● What the task asks: Show each line of the items below that contains the string "jersey".

Outline entries for labeled areas:
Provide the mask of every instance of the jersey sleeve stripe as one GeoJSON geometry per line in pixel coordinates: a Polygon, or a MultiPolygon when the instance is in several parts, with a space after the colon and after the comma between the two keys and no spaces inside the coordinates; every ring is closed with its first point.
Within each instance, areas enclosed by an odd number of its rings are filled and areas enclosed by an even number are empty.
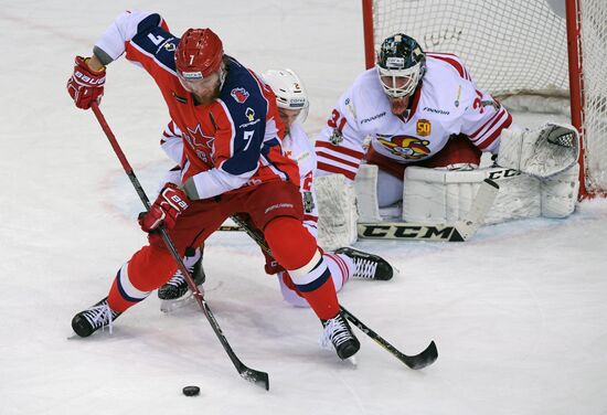
{"type": "MultiPolygon", "coordinates": [[[[363,156],[364,156],[364,153],[361,152],[361,151],[352,150],[352,149],[347,148],[347,147],[333,146],[332,143],[329,143],[329,142],[326,142],[326,141],[317,141],[315,146],[317,148],[322,147],[322,148],[326,148],[326,149],[330,149],[330,150],[333,150],[336,152],[353,157],[358,160],[362,159],[363,156]]],[[[317,149],[317,151],[318,151],[318,149],[317,149]]]]}
{"type": "Polygon", "coordinates": [[[341,174],[345,175],[349,180],[354,180],[354,178],[356,177],[356,171],[350,171],[350,170],[341,169],[341,168],[339,168],[337,166],[333,166],[333,164],[323,163],[322,161],[318,162],[318,170],[326,171],[326,172],[329,172],[329,173],[341,173],[341,174]]]}
{"type": "Polygon", "coordinates": [[[316,155],[318,160],[324,160],[327,162],[331,162],[329,160],[332,160],[332,161],[337,161],[339,164],[350,166],[355,169],[358,169],[359,166],[361,164],[359,159],[348,159],[347,157],[343,157],[343,155],[334,155],[334,153],[331,153],[330,151],[320,150],[320,151],[317,151],[316,155]]]}

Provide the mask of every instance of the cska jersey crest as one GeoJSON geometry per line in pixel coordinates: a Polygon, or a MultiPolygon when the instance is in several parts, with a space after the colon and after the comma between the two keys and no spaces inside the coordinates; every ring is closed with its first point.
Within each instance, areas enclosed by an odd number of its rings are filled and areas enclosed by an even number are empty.
{"type": "Polygon", "coordinates": [[[238,104],[243,104],[246,98],[248,98],[248,92],[245,88],[234,88],[230,95],[232,95],[232,98],[234,98],[238,104]]]}

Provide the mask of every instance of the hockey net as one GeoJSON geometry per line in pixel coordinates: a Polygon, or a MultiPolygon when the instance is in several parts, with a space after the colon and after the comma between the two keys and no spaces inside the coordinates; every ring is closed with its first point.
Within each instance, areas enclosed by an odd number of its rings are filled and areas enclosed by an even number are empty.
{"type": "Polygon", "coordinates": [[[368,67],[403,32],[425,51],[461,56],[496,97],[569,100],[583,137],[581,195],[607,192],[606,0],[363,0],[363,15],[368,67]]]}

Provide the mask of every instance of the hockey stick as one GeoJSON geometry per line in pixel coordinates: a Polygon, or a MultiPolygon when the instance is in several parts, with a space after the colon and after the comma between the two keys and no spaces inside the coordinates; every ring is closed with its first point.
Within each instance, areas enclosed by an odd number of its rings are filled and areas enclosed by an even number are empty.
{"type": "Polygon", "coordinates": [[[361,238],[371,240],[422,240],[464,242],[471,238],[484,222],[500,187],[491,179],[484,179],[472,201],[470,212],[462,221],[451,225],[427,225],[408,222],[359,223],[361,238]]]}
{"type": "MultiPolygon", "coordinates": [[[[97,121],[99,121],[99,125],[102,126],[102,129],[104,130],[107,139],[109,140],[109,143],[111,145],[111,148],[114,149],[114,152],[118,157],[118,160],[120,160],[120,163],[123,164],[123,169],[127,173],[130,182],[132,183],[132,187],[137,191],[137,194],[139,195],[139,199],[143,203],[143,206],[146,208],[146,211],[149,211],[151,204],[148,199],[148,195],[146,194],[143,188],[139,183],[139,180],[135,175],[135,172],[132,171],[132,168],[130,167],[125,153],[123,152],[123,149],[118,145],[118,140],[114,136],[114,132],[111,132],[111,129],[109,128],[104,115],[102,114],[102,110],[99,109],[99,106],[97,103],[93,103],[90,105],[90,108],[93,108],[93,113],[95,113],[95,117],[97,117],[97,121]]],[[[253,382],[262,387],[264,387],[266,391],[269,390],[269,376],[266,372],[256,371],[254,369],[247,368],[238,357],[236,357],[236,353],[232,350],[232,347],[227,342],[227,339],[222,332],[222,329],[220,324],[217,323],[217,320],[215,320],[215,316],[211,311],[211,308],[209,308],[209,305],[206,304],[206,300],[204,299],[203,294],[200,291],[199,287],[196,287],[196,284],[194,283],[194,279],[190,275],[190,272],[183,264],[183,260],[181,259],[181,256],[177,252],[177,248],[169,237],[169,234],[167,233],[167,230],[163,226],[159,227],[159,233],[162,236],[162,241],[164,241],[164,244],[167,245],[167,248],[173,256],[179,269],[183,274],[185,281],[188,283],[188,287],[190,287],[190,290],[193,292],[194,298],[196,299],[200,308],[202,309],[202,312],[204,312],[204,316],[206,317],[206,320],[209,320],[209,323],[213,328],[213,331],[217,336],[217,339],[220,339],[220,342],[223,345],[223,349],[226,351],[227,355],[230,357],[230,360],[232,360],[232,363],[234,363],[234,366],[236,368],[236,371],[238,371],[238,374],[245,379],[246,381],[253,382]]]]}
{"type": "MultiPolygon", "coordinates": [[[[247,233],[248,236],[253,238],[259,245],[259,247],[271,257],[271,251],[266,244],[266,241],[264,240],[264,236],[258,232],[253,230],[247,222],[241,220],[237,215],[233,215],[231,217],[238,226],[243,228],[247,233]]],[[[384,350],[386,350],[390,354],[394,355],[396,359],[398,359],[401,362],[405,363],[411,369],[423,369],[430,364],[433,364],[436,359],[438,359],[438,350],[436,349],[436,343],[434,340],[428,344],[428,347],[420,353],[414,354],[414,355],[407,355],[402,352],[400,352],[395,347],[390,344],[386,340],[384,340],[380,334],[377,334],[375,331],[371,330],[369,326],[366,326],[364,322],[359,320],[353,313],[348,311],[342,306],[339,306],[340,310],[343,312],[343,316],[350,320],[354,326],[356,326],[363,333],[369,336],[371,339],[373,339],[377,344],[380,344],[384,350]]]]}

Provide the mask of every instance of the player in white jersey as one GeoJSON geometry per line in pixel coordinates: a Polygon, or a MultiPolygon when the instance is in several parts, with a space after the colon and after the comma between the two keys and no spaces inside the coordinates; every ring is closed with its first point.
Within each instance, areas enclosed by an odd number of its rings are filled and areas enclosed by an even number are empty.
{"type": "MultiPolygon", "coordinates": [[[[435,219],[444,223],[446,217],[430,219],[429,213],[430,205],[440,205],[436,209],[439,213],[451,209],[449,202],[445,202],[448,190],[440,183],[462,183],[460,189],[465,192],[465,182],[469,182],[471,175],[458,171],[478,169],[481,153],[490,152],[499,155],[497,162],[501,168],[536,178],[542,191],[549,194],[547,199],[558,200],[550,212],[542,209],[542,215],[564,217],[573,212],[575,204],[575,196],[571,196],[575,192],[562,189],[575,187],[577,141],[577,131],[571,126],[547,124],[536,131],[523,131],[498,100],[477,88],[458,56],[425,53],[413,38],[397,33],[384,40],[376,66],[362,73],[339,98],[317,137],[317,174],[341,173],[351,183],[361,162],[375,164],[376,184],[375,178],[366,181],[363,181],[365,174],[356,178],[359,195],[374,193],[369,199],[371,203],[361,203],[359,199],[359,214],[363,216],[361,206],[384,208],[403,199],[403,194],[407,194],[407,182],[413,180],[414,174],[409,173],[422,171],[417,173],[422,185],[426,179],[438,185],[430,189],[432,196],[424,191],[412,199],[416,203],[405,200],[403,219],[407,219],[408,211],[415,210],[419,212],[417,220],[435,219]],[[542,168],[546,161],[551,168],[542,168]],[[405,175],[405,168],[411,166],[416,168],[405,175]],[[556,177],[558,173],[562,174],[556,177]],[[560,190],[561,183],[567,185],[560,190]],[[366,192],[360,191],[362,184],[368,187],[366,192]]],[[[365,169],[375,172],[370,167],[365,169]]],[[[475,180],[482,181],[484,174],[484,170],[478,171],[473,174],[475,180]]],[[[529,208],[525,214],[539,215],[532,213],[542,204],[536,200],[539,192],[533,191],[536,190],[534,184],[507,184],[500,193],[514,194],[510,190],[514,188],[519,192],[523,188],[525,192],[525,209],[529,208]]],[[[498,205],[496,202],[493,208],[498,205]]],[[[504,220],[512,217],[512,209],[508,203],[503,205],[504,220]]],[[[457,203],[452,209],[458,211],[457,203]]],[[[366,215],[372,216],[377,217],[379,213],[366,215]]]]}
{"type": "Polygon", "coordinates": [[[318,173],[354,180],[365,159],[380,167],[379,202],[388,205],[402,196],[406,166],[478,167],[481,151],[497,151],[511,124],[459,57],[426,54],[414,39],[395,34],[383,42],[376,67],[339,98],[318,136],[318,173]]]}
{"type": "MultiPolygon", "coordinates": [[[[300,192],[305,211],[303,224],[308,232],[317,237],[318,206],[313,188],[313,173],[317,162],[313,145],[301,125],[308,114],[308,95],[299,76],[291,70],[270,70],[262,74],[262,78],[276,94],[278,115],[285,125],[283,149],[297,162],[301,178],[300,192]]],[[[173,123],[169,123],[167,126],[161,140],[161,147],[175,162],[181,159],[181,131],[179,131],[173,123]]],[[[179,184],[179,171],[170,171],[167,179],[179,184]]],[[[387,280],[393,276],[392,267],[383,258],[353,248],[343,247],[332,253],[323,252],[323,257],[329,266],[336,290],[338,291],[350,277],[387,280]]],[[[184,263],[192,269],[192,274],[199,278],[196,283],[202,284],[204,273],[201,273],[201,249],[192,249],[191,255],[184,258],[184,263]]],[[[287,302],[297,307],[308,307],[308,302],[298,295],[288,273],[267,255],[265,268],[268,274],[277,275],[280,291],[287,302]]],[[[160,299],[167,301],[162,307],[168,310],[172,308],[171,304],[181,302],[185,298],[187,292],[188,285],[181,272],[178,270],[158,290],[158,296],[160,299]]]]}

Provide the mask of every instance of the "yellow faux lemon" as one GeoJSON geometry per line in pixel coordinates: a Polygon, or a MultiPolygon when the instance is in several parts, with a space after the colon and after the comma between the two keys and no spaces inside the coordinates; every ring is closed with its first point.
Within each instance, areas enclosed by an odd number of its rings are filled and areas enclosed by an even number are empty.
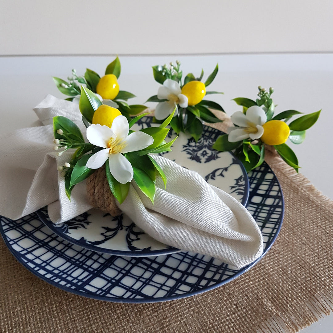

● Answer to this task:
Provide the mask of every instance of the jersey sleeve stripe as one GeoJSON geometry per line in pixel coordinates: a Polygon, or a MultiPolygon when the instance is in several parts, with a space after the colon and after the comma between the two keys and no spaces inside the coordinates; every ring is closed with its first point.
Provide the mask of every instance of the cska jersey crest as one GeoJSON geometry per line in pixel coordinates: a Polygon, or a MultiPolygon when the instance is in several parts, with a space after the colon and after the comma between the two keys and no spaces inside the coordinates; every ring is closed with its first point.
Provide the mask of every instance of the player in white jersey as one GeoJSON geometry per line in pixel coordinates: a Polygon, or a MultiPolygon when the instance is in several parts, with a space after the colon and after the comma between the two keys and no spaces inside the coordinates; every ring is closed with its first point.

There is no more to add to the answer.